--- Begin ---

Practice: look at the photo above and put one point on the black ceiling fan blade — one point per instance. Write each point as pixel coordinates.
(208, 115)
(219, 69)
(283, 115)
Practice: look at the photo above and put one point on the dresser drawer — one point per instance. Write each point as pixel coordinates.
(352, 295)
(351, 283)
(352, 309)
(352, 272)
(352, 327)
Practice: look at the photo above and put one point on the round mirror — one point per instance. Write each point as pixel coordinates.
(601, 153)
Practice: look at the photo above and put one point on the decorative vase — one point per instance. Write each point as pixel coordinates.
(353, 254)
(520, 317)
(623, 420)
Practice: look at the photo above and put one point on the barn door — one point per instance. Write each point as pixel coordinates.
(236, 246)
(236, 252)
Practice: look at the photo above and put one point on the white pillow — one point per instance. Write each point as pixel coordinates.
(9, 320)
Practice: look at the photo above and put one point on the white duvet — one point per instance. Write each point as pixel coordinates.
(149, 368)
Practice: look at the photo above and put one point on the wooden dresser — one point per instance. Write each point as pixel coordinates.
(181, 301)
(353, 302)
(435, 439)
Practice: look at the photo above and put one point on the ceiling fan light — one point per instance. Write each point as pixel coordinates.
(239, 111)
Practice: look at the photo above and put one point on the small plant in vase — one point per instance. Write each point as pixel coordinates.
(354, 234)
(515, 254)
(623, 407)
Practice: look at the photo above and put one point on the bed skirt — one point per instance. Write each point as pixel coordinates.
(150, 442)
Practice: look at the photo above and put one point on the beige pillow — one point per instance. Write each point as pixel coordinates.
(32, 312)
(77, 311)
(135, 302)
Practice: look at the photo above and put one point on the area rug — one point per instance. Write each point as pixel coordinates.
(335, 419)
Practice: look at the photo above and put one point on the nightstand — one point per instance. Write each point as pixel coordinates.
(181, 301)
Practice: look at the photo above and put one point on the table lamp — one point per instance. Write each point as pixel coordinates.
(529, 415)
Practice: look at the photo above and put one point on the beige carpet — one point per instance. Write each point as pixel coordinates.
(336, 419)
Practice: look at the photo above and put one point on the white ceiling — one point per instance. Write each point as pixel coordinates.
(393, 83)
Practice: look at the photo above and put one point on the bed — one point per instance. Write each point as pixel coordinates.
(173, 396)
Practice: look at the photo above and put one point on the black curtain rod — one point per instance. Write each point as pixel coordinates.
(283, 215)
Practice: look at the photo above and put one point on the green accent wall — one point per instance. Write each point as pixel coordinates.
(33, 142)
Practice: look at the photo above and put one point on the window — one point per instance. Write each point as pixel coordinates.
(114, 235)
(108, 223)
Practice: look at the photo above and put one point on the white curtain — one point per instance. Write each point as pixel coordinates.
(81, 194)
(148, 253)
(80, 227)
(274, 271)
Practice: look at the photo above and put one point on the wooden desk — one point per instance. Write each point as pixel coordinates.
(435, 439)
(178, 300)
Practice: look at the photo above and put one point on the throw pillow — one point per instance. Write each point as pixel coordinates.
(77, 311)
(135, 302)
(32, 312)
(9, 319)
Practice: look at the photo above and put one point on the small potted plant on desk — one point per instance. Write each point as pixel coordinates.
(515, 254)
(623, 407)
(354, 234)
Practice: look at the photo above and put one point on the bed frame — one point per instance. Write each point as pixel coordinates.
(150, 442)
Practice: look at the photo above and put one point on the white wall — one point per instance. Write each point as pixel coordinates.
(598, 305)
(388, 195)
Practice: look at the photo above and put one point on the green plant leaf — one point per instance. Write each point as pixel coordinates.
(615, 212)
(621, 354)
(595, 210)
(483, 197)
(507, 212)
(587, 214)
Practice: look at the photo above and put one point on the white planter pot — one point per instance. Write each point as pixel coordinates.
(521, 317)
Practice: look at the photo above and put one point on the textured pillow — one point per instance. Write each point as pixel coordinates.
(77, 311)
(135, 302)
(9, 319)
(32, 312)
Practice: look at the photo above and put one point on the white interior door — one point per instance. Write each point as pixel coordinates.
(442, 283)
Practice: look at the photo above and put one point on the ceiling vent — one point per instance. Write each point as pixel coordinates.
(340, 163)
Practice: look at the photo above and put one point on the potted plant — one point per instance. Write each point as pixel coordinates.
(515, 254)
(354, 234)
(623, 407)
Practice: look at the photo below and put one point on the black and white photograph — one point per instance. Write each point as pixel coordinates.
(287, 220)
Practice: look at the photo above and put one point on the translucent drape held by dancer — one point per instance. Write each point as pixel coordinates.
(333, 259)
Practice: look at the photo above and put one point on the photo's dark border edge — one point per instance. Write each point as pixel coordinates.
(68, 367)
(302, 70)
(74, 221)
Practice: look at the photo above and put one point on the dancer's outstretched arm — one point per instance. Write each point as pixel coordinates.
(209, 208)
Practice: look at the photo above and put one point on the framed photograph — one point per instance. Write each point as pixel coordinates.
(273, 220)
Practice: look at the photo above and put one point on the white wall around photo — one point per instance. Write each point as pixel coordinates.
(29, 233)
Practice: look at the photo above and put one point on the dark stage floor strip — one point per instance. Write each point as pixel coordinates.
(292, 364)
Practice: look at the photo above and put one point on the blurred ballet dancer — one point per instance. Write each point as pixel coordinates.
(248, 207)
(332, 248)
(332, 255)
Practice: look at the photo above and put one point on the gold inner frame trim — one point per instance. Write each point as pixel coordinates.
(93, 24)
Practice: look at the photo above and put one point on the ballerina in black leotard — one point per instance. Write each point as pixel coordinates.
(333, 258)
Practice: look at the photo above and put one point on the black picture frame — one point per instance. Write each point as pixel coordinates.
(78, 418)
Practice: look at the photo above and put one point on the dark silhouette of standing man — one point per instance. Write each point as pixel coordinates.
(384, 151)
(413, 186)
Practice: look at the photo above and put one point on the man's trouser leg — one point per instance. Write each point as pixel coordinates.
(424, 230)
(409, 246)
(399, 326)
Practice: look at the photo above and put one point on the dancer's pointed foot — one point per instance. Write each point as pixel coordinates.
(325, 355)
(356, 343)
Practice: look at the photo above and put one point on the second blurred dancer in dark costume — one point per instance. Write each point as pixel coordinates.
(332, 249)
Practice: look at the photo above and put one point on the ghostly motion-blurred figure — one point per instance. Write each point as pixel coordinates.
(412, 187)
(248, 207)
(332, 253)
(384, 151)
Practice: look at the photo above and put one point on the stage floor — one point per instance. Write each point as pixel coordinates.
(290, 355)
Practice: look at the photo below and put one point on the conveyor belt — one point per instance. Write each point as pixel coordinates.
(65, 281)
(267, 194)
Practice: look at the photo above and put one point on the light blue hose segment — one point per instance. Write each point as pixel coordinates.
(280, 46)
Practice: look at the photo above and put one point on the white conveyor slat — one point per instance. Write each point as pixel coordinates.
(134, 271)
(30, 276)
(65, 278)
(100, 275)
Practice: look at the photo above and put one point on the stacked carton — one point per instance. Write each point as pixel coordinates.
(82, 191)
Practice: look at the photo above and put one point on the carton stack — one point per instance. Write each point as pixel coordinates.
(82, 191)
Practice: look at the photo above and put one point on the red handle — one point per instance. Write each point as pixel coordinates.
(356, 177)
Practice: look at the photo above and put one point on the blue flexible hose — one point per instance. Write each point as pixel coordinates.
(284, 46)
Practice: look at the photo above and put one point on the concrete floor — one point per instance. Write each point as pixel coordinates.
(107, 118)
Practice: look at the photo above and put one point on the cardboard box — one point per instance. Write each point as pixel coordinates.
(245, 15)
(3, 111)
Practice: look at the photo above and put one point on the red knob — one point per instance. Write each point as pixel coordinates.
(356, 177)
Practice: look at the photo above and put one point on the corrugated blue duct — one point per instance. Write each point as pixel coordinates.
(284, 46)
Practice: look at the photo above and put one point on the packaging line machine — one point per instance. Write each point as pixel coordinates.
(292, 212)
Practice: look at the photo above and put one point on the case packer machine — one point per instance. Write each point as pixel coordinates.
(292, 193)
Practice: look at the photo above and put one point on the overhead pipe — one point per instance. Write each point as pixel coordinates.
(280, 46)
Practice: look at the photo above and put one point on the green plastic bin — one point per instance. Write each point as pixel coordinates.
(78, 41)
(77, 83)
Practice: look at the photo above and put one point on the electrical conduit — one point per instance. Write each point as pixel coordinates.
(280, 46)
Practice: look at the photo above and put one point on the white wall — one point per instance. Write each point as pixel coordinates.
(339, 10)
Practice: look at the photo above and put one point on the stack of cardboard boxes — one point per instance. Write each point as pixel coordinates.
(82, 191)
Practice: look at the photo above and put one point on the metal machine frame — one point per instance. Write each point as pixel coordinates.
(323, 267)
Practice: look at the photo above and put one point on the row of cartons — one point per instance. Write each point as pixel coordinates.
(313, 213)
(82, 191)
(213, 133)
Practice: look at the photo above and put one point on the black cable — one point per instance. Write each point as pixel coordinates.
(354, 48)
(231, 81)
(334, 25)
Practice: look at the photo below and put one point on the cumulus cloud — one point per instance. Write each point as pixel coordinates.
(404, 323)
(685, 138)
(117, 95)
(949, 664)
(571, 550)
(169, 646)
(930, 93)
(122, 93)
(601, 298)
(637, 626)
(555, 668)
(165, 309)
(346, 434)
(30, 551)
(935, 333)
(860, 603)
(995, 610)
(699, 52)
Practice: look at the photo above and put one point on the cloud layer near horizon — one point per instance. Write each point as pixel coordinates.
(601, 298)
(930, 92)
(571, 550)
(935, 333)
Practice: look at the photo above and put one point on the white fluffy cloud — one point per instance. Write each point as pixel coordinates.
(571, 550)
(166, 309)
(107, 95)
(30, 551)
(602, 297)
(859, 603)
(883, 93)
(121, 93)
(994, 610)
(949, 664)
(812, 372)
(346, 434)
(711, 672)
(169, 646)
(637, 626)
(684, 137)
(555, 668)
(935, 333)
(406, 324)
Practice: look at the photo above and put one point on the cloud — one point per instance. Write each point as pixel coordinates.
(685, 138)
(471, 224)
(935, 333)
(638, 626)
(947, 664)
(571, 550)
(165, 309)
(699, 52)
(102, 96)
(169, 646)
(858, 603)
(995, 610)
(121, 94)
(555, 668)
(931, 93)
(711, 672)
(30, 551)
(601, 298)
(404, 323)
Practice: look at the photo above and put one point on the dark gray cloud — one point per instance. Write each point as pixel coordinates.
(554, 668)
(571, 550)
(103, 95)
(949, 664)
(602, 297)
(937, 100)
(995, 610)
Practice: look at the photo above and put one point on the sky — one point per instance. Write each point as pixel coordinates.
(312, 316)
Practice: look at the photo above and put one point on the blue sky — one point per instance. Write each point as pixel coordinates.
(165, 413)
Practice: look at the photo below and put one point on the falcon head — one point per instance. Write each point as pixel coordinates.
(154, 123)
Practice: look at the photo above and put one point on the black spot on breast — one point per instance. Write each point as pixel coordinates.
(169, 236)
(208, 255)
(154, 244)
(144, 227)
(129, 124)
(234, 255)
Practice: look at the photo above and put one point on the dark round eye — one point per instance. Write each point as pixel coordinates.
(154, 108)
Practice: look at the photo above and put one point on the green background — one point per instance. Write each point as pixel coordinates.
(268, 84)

--- End ---

What this task involves -> Each line from the one containing "on the falcon" to the final line of the entries above must be returned exactly, and no other line may appear.

Exercise solution ->
Practice: look at the photo below and put one point on the falcon head — one point per instance. Write each point as pixel coordinates.
(154, 123)
Practice: look at the photo above and put one point on the black spot on breast — one point per instance. Write each point as pixel coordinates.
(169, 236)
(208, 255)
(154, 244)
(144, 227)
(129, 124)
(234, 255)
Practice: look at the photo above and put one point on the dark round eye — one point per instance. Write each point as pixel coordinates.
(154, 108)
Practice: look at the photo above and put one point on the green background — one point per instance. Write each point as pixel coordinates.
(268, 84)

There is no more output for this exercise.